(Beginning of Supplied material)

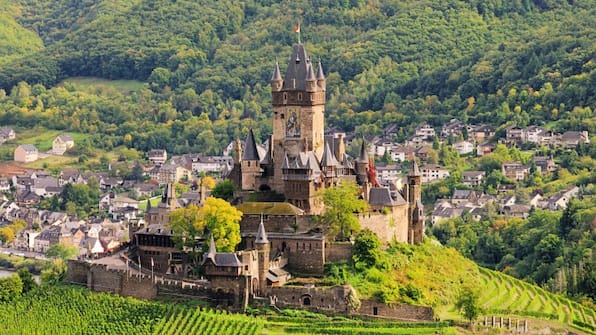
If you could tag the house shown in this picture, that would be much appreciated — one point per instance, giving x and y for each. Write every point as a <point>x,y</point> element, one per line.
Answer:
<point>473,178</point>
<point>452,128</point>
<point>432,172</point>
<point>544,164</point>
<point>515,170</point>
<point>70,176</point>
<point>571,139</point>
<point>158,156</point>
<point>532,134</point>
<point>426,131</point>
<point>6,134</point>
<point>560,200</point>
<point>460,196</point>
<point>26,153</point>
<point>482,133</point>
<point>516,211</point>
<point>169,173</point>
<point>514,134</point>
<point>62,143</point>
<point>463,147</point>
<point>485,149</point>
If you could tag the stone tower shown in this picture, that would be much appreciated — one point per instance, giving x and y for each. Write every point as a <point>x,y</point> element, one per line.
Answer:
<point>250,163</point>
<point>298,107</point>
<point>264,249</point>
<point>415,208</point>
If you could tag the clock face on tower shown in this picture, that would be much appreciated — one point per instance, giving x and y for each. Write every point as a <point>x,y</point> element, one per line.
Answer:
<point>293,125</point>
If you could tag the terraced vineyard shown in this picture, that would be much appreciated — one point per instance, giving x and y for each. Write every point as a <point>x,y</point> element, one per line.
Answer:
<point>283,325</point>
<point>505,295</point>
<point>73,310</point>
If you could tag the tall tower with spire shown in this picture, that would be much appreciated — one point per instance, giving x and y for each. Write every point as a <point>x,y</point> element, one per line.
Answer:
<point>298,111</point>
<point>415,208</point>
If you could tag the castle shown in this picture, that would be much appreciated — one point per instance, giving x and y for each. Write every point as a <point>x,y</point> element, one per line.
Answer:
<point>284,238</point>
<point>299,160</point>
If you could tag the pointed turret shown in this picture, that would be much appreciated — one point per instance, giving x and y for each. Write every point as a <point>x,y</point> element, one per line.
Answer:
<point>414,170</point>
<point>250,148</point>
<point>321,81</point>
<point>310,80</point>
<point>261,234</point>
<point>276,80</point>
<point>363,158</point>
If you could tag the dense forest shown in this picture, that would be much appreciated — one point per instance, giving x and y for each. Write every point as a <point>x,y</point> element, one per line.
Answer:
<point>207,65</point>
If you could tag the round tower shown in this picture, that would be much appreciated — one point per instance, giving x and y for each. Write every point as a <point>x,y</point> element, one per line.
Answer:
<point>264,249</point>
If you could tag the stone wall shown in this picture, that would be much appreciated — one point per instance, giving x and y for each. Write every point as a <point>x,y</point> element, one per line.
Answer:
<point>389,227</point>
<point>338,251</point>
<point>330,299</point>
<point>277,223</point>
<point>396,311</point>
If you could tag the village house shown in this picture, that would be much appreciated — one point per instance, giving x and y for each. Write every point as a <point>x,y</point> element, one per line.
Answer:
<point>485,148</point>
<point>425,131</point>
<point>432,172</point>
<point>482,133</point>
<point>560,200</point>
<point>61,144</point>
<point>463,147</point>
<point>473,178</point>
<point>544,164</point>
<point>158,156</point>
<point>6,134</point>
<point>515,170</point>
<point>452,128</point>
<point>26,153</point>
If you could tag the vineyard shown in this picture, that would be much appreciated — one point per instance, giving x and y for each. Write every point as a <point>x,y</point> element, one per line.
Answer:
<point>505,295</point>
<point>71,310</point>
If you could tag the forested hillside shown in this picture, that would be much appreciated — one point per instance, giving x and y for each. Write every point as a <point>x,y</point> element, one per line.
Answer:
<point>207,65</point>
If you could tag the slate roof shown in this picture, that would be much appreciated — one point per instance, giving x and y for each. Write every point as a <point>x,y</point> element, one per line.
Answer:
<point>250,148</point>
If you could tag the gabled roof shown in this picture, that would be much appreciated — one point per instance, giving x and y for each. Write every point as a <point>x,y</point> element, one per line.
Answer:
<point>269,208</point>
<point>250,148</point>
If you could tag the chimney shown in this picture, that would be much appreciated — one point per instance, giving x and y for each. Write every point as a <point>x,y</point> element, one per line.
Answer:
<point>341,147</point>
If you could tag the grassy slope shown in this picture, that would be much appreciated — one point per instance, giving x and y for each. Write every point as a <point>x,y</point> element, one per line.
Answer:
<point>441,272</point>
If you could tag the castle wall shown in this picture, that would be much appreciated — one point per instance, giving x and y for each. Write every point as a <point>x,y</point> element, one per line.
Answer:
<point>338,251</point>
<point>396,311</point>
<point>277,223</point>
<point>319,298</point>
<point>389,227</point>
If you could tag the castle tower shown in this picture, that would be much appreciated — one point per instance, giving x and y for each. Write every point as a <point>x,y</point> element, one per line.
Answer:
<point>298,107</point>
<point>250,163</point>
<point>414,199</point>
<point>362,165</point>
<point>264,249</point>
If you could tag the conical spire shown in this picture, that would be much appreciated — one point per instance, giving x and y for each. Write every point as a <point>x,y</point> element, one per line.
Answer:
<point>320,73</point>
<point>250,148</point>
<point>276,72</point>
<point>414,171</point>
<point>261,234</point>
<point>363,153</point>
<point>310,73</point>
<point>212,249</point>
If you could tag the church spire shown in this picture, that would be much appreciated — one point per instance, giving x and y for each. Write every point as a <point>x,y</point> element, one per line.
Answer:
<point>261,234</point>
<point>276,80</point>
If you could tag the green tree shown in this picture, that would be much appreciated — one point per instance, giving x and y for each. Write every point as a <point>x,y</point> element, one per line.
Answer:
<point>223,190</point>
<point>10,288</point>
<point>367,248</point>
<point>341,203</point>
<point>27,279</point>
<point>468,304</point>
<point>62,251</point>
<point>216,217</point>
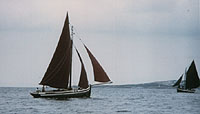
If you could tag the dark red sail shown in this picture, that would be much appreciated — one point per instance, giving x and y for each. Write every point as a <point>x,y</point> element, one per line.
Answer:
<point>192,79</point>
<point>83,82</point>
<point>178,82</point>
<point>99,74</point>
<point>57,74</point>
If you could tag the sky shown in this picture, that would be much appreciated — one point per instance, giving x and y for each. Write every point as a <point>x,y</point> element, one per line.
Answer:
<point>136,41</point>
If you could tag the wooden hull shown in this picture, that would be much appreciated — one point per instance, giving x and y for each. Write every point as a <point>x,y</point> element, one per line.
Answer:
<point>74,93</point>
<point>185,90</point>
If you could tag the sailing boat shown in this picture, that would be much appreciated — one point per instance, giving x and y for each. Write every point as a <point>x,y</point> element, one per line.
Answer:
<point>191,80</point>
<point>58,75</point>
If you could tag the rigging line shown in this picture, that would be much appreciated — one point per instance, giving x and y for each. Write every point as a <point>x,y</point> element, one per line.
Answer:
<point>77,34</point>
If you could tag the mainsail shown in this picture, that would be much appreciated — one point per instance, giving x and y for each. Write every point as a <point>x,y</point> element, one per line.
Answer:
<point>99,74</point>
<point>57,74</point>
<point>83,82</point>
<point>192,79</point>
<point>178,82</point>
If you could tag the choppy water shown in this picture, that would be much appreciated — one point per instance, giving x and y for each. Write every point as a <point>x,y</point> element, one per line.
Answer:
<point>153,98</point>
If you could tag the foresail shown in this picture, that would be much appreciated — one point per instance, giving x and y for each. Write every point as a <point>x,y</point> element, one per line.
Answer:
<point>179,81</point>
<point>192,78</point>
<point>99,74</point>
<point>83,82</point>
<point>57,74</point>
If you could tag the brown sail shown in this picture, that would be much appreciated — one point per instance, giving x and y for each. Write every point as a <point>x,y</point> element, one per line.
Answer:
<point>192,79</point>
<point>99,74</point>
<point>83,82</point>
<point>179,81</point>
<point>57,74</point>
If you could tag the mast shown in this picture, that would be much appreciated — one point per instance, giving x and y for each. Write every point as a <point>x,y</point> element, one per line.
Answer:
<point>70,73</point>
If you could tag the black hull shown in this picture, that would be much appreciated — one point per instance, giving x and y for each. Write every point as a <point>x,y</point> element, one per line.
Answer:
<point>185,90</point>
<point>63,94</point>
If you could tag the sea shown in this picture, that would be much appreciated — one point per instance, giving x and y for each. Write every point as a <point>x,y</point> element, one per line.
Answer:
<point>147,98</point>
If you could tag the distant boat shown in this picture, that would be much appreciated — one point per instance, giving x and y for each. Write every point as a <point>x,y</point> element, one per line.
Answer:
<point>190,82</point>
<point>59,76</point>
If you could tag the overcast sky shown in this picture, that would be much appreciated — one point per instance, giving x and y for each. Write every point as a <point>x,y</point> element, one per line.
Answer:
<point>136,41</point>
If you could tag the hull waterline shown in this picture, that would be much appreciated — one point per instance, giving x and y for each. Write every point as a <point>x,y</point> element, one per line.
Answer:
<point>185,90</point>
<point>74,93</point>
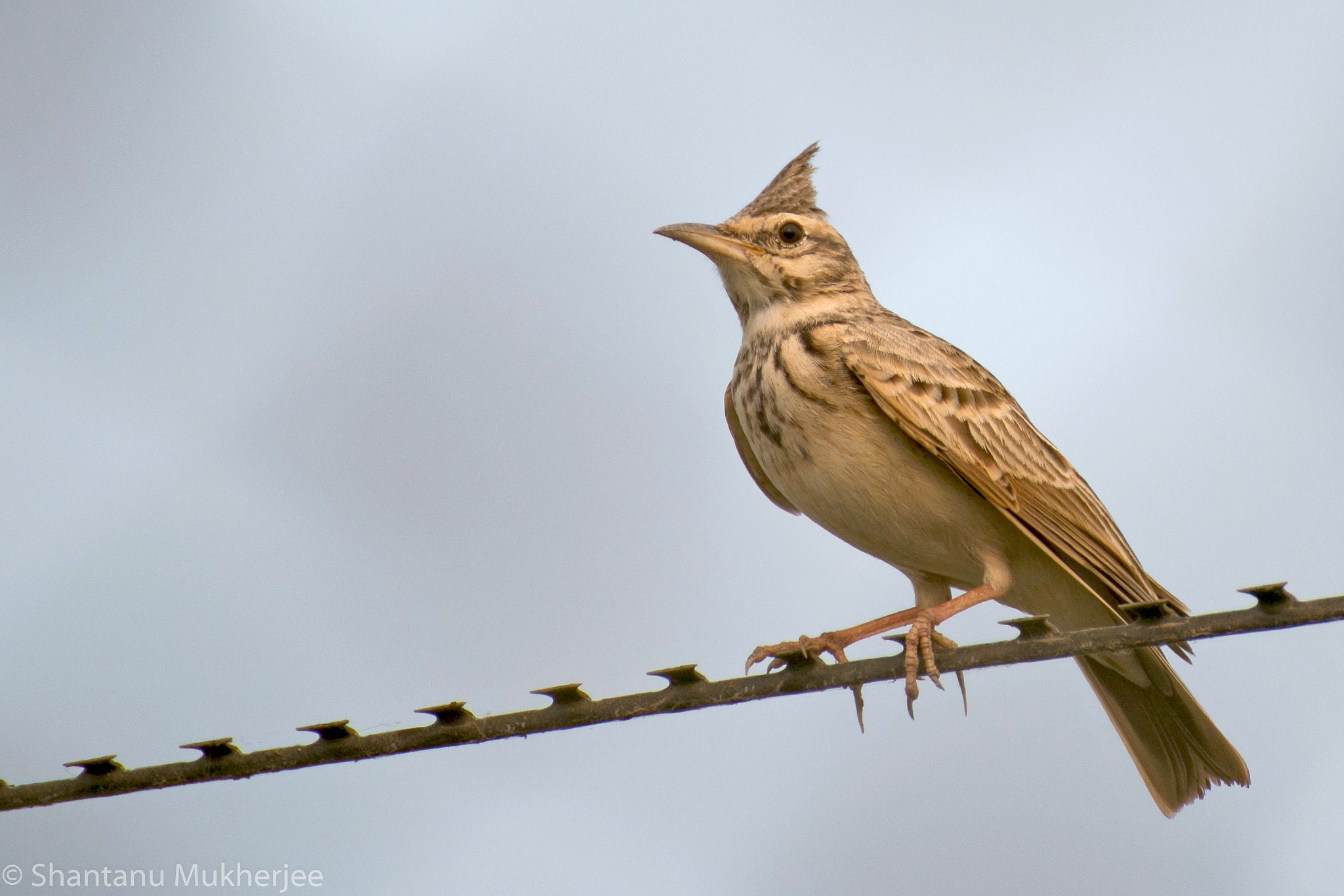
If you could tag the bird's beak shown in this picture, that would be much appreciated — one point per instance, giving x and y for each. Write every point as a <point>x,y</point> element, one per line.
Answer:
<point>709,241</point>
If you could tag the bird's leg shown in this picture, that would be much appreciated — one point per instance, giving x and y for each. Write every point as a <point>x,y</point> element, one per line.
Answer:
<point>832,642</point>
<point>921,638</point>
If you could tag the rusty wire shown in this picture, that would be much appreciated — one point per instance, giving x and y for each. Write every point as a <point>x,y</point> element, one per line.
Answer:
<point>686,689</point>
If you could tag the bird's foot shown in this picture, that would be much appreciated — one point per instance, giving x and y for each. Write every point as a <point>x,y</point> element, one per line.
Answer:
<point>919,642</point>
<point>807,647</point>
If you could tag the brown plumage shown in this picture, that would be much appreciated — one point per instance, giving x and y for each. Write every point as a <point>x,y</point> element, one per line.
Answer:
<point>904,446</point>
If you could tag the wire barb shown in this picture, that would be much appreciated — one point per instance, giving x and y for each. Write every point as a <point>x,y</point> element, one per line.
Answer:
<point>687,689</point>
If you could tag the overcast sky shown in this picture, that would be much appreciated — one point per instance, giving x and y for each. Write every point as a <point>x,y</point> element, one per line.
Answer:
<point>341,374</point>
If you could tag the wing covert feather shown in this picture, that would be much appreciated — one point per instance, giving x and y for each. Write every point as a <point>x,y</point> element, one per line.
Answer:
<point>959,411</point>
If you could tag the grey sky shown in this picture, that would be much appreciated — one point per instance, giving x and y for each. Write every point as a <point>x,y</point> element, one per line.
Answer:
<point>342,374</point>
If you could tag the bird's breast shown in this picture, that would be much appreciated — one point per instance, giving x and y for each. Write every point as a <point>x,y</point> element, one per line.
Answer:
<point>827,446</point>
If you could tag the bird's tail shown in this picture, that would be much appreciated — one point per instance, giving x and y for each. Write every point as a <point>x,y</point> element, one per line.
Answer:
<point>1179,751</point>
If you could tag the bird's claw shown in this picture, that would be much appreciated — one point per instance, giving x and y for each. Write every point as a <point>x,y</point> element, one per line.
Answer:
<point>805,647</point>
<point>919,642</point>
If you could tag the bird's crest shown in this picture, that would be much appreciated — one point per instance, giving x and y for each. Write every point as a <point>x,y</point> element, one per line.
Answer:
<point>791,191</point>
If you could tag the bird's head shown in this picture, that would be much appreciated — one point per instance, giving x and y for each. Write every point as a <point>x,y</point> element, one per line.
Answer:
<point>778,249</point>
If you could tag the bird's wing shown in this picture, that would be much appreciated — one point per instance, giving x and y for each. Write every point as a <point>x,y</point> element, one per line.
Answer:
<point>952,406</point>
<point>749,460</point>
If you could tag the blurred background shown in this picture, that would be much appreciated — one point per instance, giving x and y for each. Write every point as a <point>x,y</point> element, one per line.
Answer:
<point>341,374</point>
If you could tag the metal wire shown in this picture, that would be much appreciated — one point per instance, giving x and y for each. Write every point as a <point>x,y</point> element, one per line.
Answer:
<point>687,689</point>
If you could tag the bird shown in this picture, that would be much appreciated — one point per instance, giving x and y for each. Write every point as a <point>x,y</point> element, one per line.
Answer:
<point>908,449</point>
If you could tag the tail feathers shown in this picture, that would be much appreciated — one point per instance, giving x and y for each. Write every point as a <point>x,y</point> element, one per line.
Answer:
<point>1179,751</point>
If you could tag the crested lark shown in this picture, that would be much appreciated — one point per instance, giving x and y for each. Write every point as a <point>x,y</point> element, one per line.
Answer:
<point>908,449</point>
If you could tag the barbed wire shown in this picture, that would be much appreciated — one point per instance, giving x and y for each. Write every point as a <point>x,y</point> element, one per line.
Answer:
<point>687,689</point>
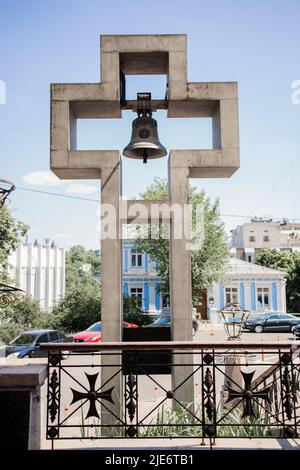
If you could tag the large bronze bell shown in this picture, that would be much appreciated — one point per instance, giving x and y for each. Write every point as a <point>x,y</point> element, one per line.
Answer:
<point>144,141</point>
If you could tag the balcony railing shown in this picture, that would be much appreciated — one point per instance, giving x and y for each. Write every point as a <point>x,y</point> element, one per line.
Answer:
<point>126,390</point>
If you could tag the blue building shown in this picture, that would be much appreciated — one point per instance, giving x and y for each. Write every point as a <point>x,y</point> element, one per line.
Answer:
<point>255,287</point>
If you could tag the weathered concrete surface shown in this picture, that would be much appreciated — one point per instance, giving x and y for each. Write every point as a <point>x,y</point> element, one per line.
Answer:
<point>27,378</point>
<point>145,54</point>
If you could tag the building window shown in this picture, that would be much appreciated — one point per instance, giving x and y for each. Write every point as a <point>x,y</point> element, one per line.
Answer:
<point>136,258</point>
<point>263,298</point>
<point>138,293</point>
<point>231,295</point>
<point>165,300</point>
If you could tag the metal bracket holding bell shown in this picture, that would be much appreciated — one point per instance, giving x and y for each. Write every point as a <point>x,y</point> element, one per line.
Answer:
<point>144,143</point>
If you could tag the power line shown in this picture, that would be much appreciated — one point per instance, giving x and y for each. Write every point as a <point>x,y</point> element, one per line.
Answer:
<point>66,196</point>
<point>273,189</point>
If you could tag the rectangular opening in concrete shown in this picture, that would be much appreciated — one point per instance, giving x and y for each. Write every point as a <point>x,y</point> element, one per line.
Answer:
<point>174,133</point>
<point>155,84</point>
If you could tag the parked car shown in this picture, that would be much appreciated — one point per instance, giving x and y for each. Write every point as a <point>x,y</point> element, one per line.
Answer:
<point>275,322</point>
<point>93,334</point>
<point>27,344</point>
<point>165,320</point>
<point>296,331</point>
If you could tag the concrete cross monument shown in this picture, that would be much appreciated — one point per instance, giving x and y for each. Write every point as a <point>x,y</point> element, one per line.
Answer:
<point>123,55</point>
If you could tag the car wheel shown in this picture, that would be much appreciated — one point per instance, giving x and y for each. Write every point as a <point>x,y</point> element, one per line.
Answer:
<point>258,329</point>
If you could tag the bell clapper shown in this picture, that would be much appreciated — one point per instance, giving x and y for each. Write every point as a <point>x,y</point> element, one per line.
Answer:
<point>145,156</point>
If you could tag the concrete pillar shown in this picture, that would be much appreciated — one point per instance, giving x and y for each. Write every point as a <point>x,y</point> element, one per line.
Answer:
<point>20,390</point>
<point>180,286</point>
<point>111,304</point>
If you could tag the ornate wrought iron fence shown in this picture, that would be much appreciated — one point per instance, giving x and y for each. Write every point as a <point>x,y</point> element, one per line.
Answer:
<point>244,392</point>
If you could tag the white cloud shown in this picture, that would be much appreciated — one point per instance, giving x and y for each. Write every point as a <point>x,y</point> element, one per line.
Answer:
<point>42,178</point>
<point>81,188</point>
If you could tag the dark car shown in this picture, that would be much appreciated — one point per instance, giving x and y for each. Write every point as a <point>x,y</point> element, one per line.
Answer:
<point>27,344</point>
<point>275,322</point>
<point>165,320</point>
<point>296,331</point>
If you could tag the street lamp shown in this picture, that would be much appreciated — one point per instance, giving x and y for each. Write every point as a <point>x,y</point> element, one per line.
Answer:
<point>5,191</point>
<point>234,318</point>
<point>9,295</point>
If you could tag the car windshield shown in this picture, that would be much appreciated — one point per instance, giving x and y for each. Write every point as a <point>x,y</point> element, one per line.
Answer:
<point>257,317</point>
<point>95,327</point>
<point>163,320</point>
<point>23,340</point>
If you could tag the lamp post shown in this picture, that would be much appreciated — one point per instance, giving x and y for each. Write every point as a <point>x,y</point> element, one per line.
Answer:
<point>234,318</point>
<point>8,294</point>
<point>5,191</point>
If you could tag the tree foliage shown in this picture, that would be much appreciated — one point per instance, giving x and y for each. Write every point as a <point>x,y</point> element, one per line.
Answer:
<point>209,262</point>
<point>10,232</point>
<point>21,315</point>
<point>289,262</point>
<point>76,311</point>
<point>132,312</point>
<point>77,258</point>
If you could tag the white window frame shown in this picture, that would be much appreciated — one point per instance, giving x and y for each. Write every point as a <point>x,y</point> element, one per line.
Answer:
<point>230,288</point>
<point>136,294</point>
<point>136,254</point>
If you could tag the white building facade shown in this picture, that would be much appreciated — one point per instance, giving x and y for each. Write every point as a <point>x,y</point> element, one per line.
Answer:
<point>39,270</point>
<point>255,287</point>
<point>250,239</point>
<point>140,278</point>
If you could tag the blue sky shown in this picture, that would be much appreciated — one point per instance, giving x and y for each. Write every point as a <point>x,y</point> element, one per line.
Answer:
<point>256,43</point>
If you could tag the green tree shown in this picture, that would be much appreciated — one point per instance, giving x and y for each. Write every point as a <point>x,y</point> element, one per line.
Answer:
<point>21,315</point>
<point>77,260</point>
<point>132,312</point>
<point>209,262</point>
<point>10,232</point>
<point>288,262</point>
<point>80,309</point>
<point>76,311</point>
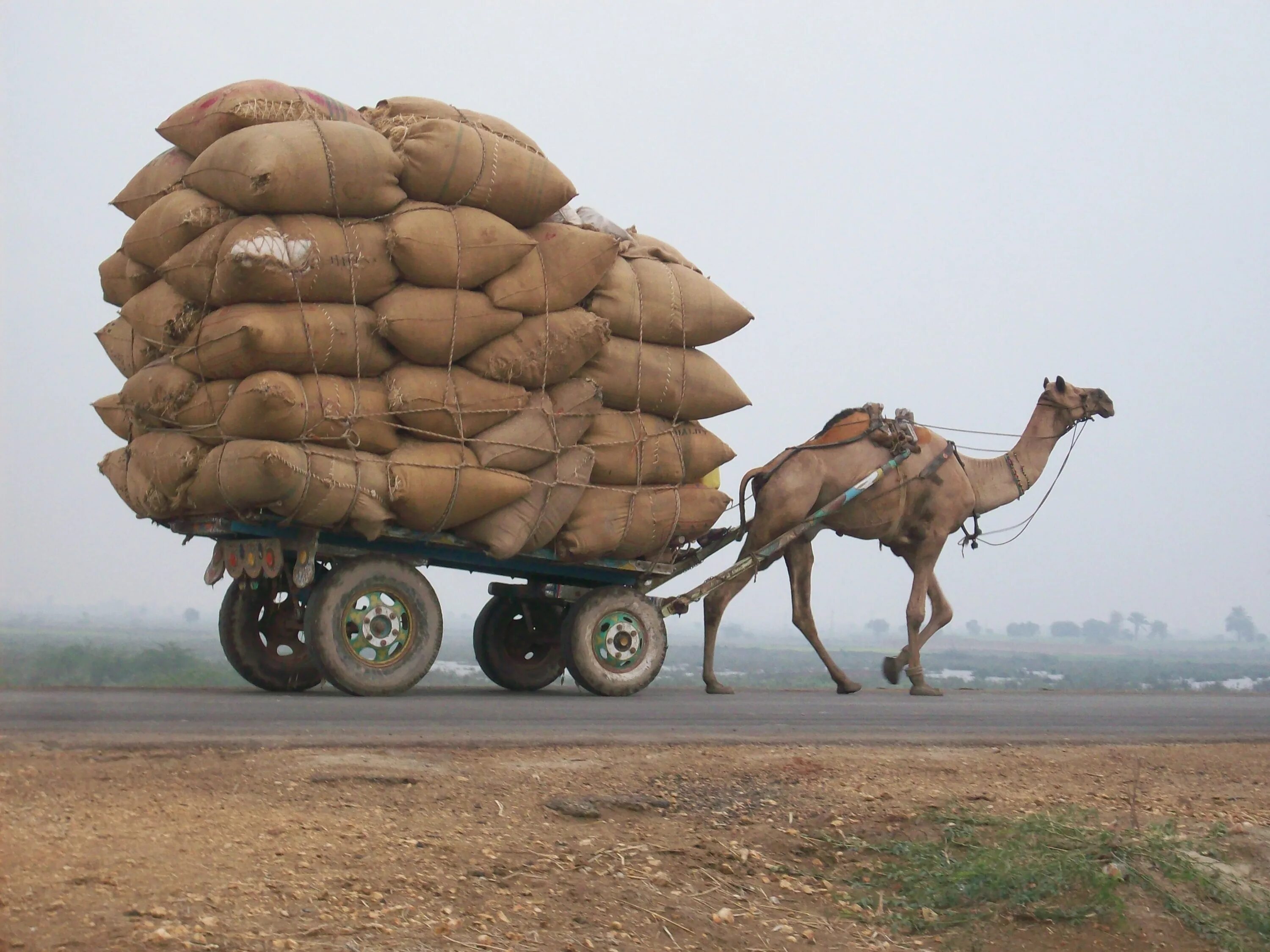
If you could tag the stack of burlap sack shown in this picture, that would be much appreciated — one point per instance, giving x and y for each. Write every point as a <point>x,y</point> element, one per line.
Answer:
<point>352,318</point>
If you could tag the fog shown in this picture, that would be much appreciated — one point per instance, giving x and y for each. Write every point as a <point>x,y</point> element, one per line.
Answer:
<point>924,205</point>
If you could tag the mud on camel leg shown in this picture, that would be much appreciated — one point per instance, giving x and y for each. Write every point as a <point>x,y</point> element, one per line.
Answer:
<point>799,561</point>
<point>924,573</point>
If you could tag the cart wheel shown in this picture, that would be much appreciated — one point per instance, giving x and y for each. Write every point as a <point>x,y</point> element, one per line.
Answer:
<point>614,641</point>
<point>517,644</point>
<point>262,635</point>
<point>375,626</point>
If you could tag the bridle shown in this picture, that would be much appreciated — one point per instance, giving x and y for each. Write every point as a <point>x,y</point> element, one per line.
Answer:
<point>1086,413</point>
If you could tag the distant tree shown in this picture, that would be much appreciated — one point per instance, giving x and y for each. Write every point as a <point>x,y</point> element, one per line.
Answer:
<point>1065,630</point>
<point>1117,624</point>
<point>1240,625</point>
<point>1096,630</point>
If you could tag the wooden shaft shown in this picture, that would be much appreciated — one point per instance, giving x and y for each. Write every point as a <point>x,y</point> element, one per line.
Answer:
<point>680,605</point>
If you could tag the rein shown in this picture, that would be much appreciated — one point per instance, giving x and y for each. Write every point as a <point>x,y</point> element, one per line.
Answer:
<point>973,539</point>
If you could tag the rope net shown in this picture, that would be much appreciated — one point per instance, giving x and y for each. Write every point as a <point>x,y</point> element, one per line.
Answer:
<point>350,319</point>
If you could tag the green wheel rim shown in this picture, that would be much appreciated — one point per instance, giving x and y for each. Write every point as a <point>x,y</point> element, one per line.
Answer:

(End of Supplied material)

What you need to do: Your task is to retype the entries verbatim, starting with the line that holds "If you could tag the round" and stopping after the line that holds "If you could tag the village".

Written solution:
If you could tag the round tower shown in this picture, that would be much appreciated — one point per instance, giving x and y for each. Write every point as a <point>x,y</point> element, one per line.
Answer:
<point>264,249</point>
If you could tag the stone wall shown in this picture, that would be much appreciated — one point per instance, giving x and y for each. Write every point as a <point>x,y</point> element, one per line.
Answer:
<point>389,227</point>
<point>338,251</point>
<point>330,299</point>
<point>277,223</point>
<point>396,311</point>
If you could tag the village house shown in this picture, that would be much appreciated — one point per instance, giving x and y for each. Write every point as a <point>x,y</point> element, one per line.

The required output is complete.